FINANCE TO NON- FINANCE


It’s an anecdote and the usual one, our FAR [Financial Accounting & Reporting] Professor announced that he would show us our Test papers on Wednesday. So I was just chatting with a friend (of non- commerce background) of mine about random college stuff and she was scared, tensed and also furious with me only because I was well acquainted with the basics and she wasn’t. The humour here is that she started dreaming about it, and the dream was evil, it was the finance monster. This happens with most of the students who are from a non- commerce background. But finance is a subject not to be scared of, you just have to develop an interest for it. Like you can think like this, you are here to pursue MBA thinking that after two years you’ll start earning a good amount from a job or you’ll start your own business. The whole thing revolves around money- how to get money, how to control it, how to spend, how to save it. This is where you can develop your interest in finance.
Finance teaches you the various money management concepts. There are three basic things to be considered:-
·         How does money flow in a business?
1.       Money comes in (sale of goods and services)
2.       Money goes out (purchase of goods and services)
3.       Money not spent stays in the business (retained earnings)
·         List of all the resources of money, one can think of
1.       Money introduced by owners (share capital/owners capital)
2.       Money made and retained (profit)
3.       Money borrowed from other people (bank loan)
4.       Assets
·         Cash flow and cash flow forecasting.
 We know that money and its control is important. But we must also know how to use the                available money in a proper way. This involves decision making. You must plan your business    activities.
So what do you understand by a business plan?
·         Where the business is now
·         Where the business sees itself after a few years.
·         A detailed plan of how you propose achieving the objectives set out above.
·         The financial forecasts of the results of these efforts.

◆ DATASET ROWS:
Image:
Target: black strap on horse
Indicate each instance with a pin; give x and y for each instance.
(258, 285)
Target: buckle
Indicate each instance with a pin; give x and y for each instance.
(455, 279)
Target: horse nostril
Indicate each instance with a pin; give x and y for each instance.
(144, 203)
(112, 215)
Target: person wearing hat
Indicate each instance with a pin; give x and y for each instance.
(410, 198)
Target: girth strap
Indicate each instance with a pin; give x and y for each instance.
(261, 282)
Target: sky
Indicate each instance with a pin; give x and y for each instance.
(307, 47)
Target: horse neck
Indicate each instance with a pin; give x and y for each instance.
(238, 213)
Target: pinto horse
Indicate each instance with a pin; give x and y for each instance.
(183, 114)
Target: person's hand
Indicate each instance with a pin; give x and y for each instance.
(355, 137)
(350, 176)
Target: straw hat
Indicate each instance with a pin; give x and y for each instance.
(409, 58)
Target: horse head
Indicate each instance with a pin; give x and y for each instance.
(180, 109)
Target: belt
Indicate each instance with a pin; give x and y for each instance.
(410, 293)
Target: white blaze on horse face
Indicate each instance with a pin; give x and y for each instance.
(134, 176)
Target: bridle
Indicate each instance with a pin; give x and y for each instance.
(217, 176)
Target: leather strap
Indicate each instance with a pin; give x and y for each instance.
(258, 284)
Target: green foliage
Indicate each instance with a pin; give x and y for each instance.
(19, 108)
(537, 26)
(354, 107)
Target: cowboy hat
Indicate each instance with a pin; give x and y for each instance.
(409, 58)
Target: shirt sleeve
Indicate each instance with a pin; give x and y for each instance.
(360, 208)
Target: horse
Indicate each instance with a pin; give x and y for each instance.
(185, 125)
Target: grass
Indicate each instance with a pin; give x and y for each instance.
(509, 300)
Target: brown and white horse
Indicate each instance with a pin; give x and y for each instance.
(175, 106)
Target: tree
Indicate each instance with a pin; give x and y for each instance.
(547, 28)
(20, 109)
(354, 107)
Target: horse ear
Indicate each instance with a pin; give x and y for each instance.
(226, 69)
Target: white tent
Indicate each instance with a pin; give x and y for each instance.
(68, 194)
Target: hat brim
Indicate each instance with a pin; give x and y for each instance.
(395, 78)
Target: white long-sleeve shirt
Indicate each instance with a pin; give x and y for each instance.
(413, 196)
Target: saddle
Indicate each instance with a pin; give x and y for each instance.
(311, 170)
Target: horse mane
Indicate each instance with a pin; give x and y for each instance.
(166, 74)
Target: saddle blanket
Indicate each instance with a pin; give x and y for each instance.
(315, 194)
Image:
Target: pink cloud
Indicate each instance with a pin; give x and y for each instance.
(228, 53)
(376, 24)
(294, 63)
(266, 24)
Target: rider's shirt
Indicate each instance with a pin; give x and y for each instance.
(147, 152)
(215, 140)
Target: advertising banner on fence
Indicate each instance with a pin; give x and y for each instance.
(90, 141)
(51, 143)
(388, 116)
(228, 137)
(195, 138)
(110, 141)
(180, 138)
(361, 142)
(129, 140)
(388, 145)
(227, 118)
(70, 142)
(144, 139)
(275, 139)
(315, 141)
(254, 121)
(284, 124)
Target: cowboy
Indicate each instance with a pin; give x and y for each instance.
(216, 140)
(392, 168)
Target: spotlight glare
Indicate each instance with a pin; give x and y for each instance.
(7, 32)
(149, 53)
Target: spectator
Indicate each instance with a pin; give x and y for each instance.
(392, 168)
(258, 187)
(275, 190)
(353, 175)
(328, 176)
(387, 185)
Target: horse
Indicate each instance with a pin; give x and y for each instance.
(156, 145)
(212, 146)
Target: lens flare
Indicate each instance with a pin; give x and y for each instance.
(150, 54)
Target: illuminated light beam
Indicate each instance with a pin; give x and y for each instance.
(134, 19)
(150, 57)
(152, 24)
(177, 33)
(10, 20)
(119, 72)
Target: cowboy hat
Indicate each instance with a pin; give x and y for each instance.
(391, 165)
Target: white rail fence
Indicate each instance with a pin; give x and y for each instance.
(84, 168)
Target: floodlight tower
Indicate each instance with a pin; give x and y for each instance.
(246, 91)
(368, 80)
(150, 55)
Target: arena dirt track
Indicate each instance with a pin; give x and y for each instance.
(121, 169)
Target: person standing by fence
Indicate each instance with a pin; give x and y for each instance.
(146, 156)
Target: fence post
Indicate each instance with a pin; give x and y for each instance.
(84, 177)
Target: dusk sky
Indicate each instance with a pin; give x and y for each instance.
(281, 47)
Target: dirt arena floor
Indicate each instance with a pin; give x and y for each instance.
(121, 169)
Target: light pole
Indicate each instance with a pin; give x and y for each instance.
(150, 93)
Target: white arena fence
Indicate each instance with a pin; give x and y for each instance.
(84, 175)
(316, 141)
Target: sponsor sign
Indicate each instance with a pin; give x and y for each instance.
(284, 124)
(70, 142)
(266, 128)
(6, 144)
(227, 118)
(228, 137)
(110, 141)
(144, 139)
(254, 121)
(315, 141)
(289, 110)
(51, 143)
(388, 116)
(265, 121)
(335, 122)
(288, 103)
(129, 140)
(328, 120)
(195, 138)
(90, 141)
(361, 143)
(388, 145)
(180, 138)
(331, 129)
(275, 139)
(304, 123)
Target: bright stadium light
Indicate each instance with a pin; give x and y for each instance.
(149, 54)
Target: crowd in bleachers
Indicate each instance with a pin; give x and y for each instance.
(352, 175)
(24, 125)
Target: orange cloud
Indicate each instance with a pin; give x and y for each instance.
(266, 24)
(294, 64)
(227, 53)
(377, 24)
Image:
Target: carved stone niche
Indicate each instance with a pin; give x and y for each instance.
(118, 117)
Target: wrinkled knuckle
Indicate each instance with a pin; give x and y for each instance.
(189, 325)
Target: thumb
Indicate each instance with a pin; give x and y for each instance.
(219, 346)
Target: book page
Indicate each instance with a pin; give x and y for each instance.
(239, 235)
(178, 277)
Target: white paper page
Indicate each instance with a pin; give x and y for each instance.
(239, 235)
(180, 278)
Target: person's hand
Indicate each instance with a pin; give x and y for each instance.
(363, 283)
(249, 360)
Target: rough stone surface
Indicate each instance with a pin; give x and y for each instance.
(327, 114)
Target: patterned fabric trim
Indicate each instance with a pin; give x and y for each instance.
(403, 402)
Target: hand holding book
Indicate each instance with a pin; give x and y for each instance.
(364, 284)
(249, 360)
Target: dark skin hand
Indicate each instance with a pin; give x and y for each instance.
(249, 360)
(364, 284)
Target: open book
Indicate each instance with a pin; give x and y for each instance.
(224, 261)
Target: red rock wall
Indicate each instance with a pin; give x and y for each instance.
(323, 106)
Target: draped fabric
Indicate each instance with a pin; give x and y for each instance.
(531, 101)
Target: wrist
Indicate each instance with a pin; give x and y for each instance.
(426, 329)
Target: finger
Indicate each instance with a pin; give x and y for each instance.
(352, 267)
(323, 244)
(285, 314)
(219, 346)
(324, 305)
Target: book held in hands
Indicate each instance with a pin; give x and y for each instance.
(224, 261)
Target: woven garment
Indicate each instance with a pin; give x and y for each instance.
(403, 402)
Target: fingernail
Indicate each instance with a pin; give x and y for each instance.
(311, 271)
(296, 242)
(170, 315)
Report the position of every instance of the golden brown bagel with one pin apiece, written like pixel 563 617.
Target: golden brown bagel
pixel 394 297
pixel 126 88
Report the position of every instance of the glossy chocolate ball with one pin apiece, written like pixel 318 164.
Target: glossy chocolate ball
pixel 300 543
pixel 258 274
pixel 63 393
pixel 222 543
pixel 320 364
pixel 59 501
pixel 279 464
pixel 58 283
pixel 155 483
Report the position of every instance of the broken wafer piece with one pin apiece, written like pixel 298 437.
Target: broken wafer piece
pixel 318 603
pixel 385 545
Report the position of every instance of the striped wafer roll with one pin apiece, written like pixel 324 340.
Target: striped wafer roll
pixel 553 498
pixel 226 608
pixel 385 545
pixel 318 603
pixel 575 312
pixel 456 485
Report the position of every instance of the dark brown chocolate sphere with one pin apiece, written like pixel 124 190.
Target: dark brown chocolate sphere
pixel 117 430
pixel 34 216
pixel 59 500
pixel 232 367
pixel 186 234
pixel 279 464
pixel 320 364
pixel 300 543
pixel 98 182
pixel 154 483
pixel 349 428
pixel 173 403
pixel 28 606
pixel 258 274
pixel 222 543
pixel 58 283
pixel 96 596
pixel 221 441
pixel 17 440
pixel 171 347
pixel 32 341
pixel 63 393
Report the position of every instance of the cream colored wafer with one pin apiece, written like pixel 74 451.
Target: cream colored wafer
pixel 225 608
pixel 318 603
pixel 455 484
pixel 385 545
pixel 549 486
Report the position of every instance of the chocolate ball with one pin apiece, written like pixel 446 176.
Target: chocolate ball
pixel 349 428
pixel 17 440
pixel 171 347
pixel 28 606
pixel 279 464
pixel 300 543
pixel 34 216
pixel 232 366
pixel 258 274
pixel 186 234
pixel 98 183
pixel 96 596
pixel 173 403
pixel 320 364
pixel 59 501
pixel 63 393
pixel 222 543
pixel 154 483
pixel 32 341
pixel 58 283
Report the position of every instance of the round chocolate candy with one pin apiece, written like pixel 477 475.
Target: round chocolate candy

◆ WHAT IS EXPECTED: Continue the essay on finance for students without a commerce background, picking up right after its final bullet about financial forecasts.

◆ OUTPUT FOR THIS EXERCISE:
In order to master this you need to be clear with a few basics, which again is not difficult and scary.
The three golden rules:-
Personal – Debit the receiver
                    Credit the giver
Example- Suppose Mr A Co. Ltd has deposited cash into your bank account.
So, here your bank account will get debit and Mr A Co. Ltd. a/c will get credit
Real – Debit what comes in
            Credit what goes out
Example- Purchased furniture in cash
Since furniture is coming into the business and cash is going out. Therefore you will debit furniture a/c and credit cash a/c.
Nominal – Debit all expenses and losses
                    Credit all income and gains
Example- Commission received
Since you are earning commission you credit the commission received a/c and debit the cash a/c.
Accounting Equation:-
This is the foundation of double-entry bookkeeping.it is established that:
Assets = Liabilities + Equity
The accounting equation shows the relationship between the economic resources of a business and the claims against those resources.
Balance sheet:-
The balance sheet provides a ‘snapshot’ of a firm’s financial position. Prepared at a point in time, the balance sheet shows what the firm owns (assets) and owes (liabilities owed to outsiders plus the residual interest owned to shareholder/owners)
Assets:-
An asset is something that a firm owns and has future economic benefits.
Liabilities:-
Liabilities are the obligations to pay or convey assets in the future based on past transaction.
Equity:-
It is the ownership interest of those who have invested in the company through the purchase of capital stock.
Retained Earnings:-
Any profits made by the business that are not drawn by the owners/partners and members in the form of dividend/ profit share, are obviously retained in the business. These retained surplus profits are referred to as retained earnings.
Financial Statements:-
It provides information about an enterprise’s financial position and financial performance. Financial statements present the financial effects of transactions and other events by grouping them into broad classes, or elements. There are four major financial statements:
1.       The balance sheet shows the financial position at a point in time
2.       The statement of profit and loss  reports the financial performance in a period
3.       The statement of changes in equity explains how equity changed as a result of net profit, dividends, return of capital and other transactions in a period.
4.       The statement of cash flows summarizes the cash inflows and outflows resulting from operating, investing and financing activities in a period.
Ending here, I hope that this cleared the confusion a bit and was informative. Yes Finance is a bit sophisticated subject but is not scary. You’ll enjoy as you learn more and will be eager to apply your knowledge in the practical world.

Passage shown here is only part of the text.